1. Fewer patients in the direct thrombectomy achieved functional independence at 90 days compared to the bridging therapy group.
2. Safety outcomes such as intracerebral hemorrhage and death were similar for both groups.
Evidence Rating Level: 1 (Excellent)
Study Rundown: Current guidelines recommend the use of bridging therapy, which consists of intravenous thrombolysis before endovascular thrombectomy, for patients with large-vessel ischemic strokes. However, previous studies comparing the efficacy of intravenous thrombolytics prior to endovascular thrombectomy to direct thrombectomy have yielded conflicting results. This randomized controlled trial aimed to determine whether treatment with direct endovascular thrombectomy within 4.5 hours of stroke onset is non-inferior to bridging intravenous thrombolysis (alteplase or tenecteplase) plus thrombectomy. The primary outcome was a Modified Rankin Scale (MRS) score of 0-2 at 90 days while key secondary outcomes included functional return to baseline and patients with successful reperfusion. According to study results, more patients in the bridging therapy group achieved functional independence compared to the direct thrombectomy group. Non-inferiority of direct thrombectomy to bridging therapy could not be concluded from these results. This study was strengthened by a large sample size with individuals from various countries, thus increasing the generalizability of results.

_Record extracts_:
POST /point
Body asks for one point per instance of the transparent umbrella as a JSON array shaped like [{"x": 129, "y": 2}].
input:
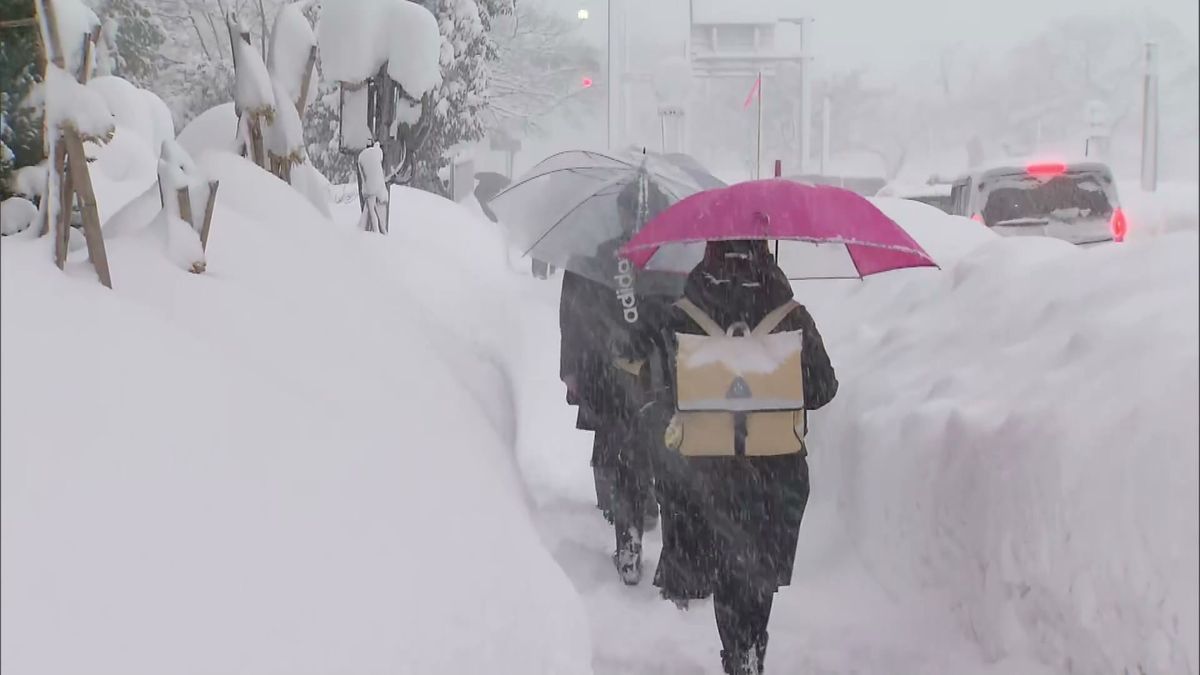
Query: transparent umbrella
[{"x": 574, "y": 209}]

_Required work_:
a) In the stroke thrombectomy summary, what strengthened the trial and what effect did that strength have on its results?
b) Summarize the stroke thrombectomy summary in two sentences.

_Exercise responses_:
a) The trial was strengthened by a large sample size that included individuals from various countries. This increased the generalizability of its results.

b) A randomized controlled trial tested whether direct endovascular thrombectomy within 4.5 hours of stroke onset is non-inferior to bridging therapy, which is intravenous thrombolysis followed by thrombectomy. More patients in the bridging group reached functional independence at 90 days, while intracerebral hemorrhage and death rates were similar in both groups, so non-inferiority of direct thrombectomy could not be concluded.